#### WHAT IS EXPECTED
Because the pictures are not wanted, reproduce the rest of the records below exactly as they stand.

══ DATASET

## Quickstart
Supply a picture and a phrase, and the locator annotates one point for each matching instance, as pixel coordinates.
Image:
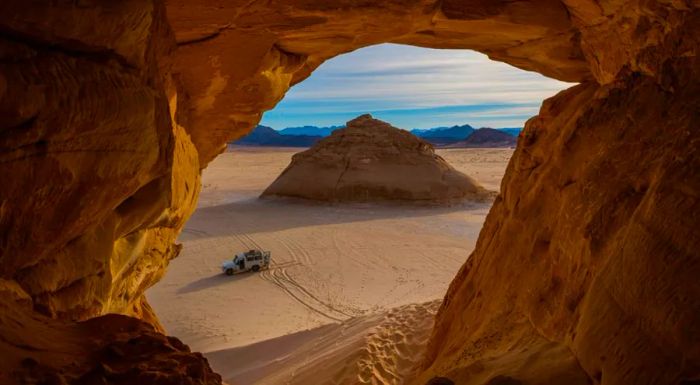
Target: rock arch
(588, 260)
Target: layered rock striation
(369, 160)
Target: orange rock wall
(586, 268)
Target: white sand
(332, 264)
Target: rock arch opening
(111, 109)
(382, 249)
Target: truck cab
(251, 260)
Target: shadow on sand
(212, 281)
(264, 215)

════

#### REPLY
## Quickstart
Supply a picture and a phrase, and the locator annotates one point for each matching instance, as pixel coordinates.
Image:
Target: rock arch
(588, 260)
Target: layered rock striation
(369, 160)
Target: orange rock wall
(586, 268)
Target: white sand
(332, 264)
Target: rock arch opening
(111, 109)
(382, 249)
Target: truck cab
(251, 260)
Target: shadow on sand
(212, 281)
(264, 215)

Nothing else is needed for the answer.